> WHAT IS NEEDED: A stretch of the entries below is to be set down exactly, running from the line with "For every <instance>" through the line with "negative clicks: (714, 32)", both included, and no other line.

> EXTRACTED RECORDS:
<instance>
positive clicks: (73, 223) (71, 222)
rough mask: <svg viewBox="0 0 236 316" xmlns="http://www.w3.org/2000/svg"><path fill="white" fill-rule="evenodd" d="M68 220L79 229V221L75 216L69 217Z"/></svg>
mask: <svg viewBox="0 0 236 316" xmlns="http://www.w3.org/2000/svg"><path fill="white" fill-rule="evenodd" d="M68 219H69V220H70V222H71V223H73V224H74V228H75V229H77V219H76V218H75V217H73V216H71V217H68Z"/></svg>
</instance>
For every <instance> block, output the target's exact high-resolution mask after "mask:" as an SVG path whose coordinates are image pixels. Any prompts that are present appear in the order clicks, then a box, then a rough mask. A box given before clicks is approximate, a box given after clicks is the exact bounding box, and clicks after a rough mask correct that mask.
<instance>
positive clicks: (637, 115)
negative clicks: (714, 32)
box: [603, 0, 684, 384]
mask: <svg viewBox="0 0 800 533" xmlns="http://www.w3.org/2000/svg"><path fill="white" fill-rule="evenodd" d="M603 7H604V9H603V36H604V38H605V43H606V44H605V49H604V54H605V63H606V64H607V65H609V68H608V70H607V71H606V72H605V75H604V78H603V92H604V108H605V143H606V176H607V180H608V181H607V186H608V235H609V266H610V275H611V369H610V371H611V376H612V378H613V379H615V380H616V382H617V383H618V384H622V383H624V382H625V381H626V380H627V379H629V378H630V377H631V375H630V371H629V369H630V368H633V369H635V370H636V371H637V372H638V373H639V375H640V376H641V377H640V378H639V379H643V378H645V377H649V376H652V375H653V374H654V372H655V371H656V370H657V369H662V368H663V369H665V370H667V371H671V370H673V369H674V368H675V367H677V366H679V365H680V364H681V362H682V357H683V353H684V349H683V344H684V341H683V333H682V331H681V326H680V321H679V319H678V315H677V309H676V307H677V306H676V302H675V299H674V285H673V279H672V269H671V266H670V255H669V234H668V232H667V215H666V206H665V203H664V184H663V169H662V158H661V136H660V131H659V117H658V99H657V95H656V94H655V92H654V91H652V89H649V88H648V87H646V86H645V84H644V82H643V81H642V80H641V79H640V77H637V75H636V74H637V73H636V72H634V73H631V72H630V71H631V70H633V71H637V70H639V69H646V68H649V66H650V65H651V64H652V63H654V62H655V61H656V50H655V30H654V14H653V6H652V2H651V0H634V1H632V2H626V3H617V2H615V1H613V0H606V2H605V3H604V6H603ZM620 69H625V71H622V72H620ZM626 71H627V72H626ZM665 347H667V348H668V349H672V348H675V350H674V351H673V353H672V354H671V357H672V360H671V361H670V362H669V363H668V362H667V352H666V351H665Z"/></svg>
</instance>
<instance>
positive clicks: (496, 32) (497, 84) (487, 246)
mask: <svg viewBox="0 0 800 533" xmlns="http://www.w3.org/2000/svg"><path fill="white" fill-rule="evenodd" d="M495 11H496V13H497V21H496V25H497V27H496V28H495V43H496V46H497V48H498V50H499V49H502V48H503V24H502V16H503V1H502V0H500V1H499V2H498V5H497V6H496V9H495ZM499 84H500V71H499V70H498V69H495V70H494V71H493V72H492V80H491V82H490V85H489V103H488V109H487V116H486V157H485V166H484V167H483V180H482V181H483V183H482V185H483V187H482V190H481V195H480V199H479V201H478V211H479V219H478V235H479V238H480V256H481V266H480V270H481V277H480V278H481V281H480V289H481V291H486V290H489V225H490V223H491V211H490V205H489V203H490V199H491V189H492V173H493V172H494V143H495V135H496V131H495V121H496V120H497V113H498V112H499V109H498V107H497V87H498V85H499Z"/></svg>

> TASK RESULT:
For every <instance> block, output the target's exact high-resolution mask after "mask:" as an SVG path whose coordinates are image pixels. Any prompts that are present appear in the order clicks, then a box, then a rough mask. A box given before clicks is approximate, a box given after clicks is the exact bounding box, and clicks after a rough mask correct that mask.
<instance>
positive clicks: (637, 115)
negative clicks: (714, 32)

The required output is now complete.